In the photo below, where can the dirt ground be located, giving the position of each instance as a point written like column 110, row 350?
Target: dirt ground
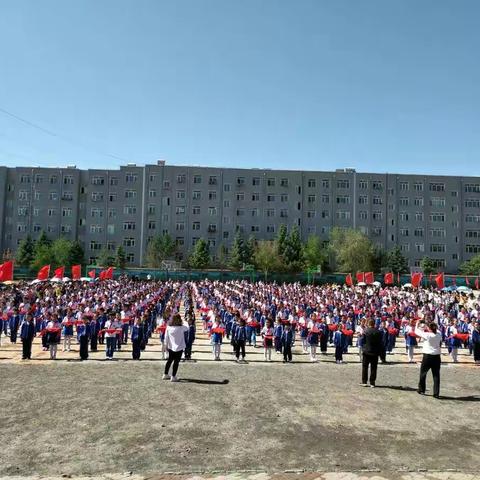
column 98, row 417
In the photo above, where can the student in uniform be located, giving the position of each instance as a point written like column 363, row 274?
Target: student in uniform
column 217, row 331
column 27, row 332
column 240, row 339
column 267, row 335
column 83, row 334
column 287, row 342
column 137, row 337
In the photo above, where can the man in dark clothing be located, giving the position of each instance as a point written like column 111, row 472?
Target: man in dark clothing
column 371, row 351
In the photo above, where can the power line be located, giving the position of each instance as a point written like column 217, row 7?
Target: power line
column 56, row 135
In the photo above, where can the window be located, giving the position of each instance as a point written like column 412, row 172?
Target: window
column 438, row 232
column 130, row 210
column 472, row 203
column 129, row 225
column 436, row 187
column 343, row 215
column 437, row 217
column 472, row 188
column 343, row 199
column 437, row 202
column 98, row 180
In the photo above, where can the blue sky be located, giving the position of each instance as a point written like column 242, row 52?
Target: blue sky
column 379, row 85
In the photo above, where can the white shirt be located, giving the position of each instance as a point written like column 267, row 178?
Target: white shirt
column 431, row 341
column 175, row 337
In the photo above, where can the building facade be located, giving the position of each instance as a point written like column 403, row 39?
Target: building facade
column 434, row 216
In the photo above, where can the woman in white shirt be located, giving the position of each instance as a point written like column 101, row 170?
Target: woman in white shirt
column 431, row 357
column 175, row 343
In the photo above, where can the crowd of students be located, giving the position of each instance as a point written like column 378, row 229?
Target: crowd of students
column 274, row 317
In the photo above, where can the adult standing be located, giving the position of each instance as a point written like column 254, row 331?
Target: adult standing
column 431, row 357
column 175, row 343
column 372, row 349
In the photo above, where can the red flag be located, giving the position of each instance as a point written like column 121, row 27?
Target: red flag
column 43, row 273
column 416, row 279
column 388, row 278
column 76, row 272
column 6, row 271
column 59, row 272
column 440, row 280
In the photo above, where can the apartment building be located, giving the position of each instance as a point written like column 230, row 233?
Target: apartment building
column 435, row 216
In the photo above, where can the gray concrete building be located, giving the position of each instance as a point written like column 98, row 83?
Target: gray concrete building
column 435, row 216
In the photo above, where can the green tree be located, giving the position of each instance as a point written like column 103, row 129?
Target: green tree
column 160, row 248
column 427, row 265
column 25, row 252
column 396, row 261
column 105, row 258
column 352, row 250
column 292, row 255
column 238, row 252
column 266, row 257
column 120, row 257
column 314, row 254
column 471, row 267
column 200, row 257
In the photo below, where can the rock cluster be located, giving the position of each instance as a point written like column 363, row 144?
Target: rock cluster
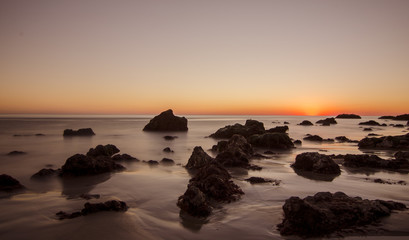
column 79, row 132
column 89, row 208
column 325, row 213
column 348, row 116
column 167, row 121
column 97, row 160
column 317, row 163
column 9, row 184
column 386, row 142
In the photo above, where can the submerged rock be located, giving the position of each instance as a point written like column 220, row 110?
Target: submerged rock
column 387, row 142
column 89, row 208
column 45, row 173
column 124, row 158
column 317, row 163
column 306, row 123
column 166, row 121
column 9, row 184
column 250, row 128
column 198, row 159
column 212, row 183
column 348, row 116
column 327, row 121
column 271, row 141
column 325, row 213
column 370, row 123
column 79, row 132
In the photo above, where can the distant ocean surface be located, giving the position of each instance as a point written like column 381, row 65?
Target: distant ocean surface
column 152, row 191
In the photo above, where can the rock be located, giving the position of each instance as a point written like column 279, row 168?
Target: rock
column 370, row 123
column 348, row 116
column 45, row 173
column 9, row 184
column 306, row 123
column 345, row 139
column 316, row 138
column 279, row 129
column 169, row 138
column 386, row 142
column 167, row 149
column 327, row 121
column 256, row 180
column 124, row 158
column 167, row 161
column 373, row 161
column 250, row 128
column 15, row 153
column 152, row 162
column 100, row 150
column 212, row 183
column 79, row 165
column 271, row 141
column 198, row 159
column 236, row 152
column 80, row 132
column 317, row 163
column 325, row 213
column 89, row 208
column 166, row 121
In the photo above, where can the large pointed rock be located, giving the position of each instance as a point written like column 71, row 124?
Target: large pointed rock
column 167, row 121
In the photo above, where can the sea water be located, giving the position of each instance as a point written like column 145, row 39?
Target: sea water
column 151, row 192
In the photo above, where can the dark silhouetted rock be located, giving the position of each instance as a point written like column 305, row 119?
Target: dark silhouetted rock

◆ ◆ ◆ ◆

_What the exercise asks_. Copy every line of the entries in which "below" can be found.

_Task response_.
In the photo below, where can the dirt ground be located, giving the position of each instance as a point written like column 110, row 350?
In the photo below, where can the rock cluster be located, giving the position of each instance as a point written like column 363, row 144?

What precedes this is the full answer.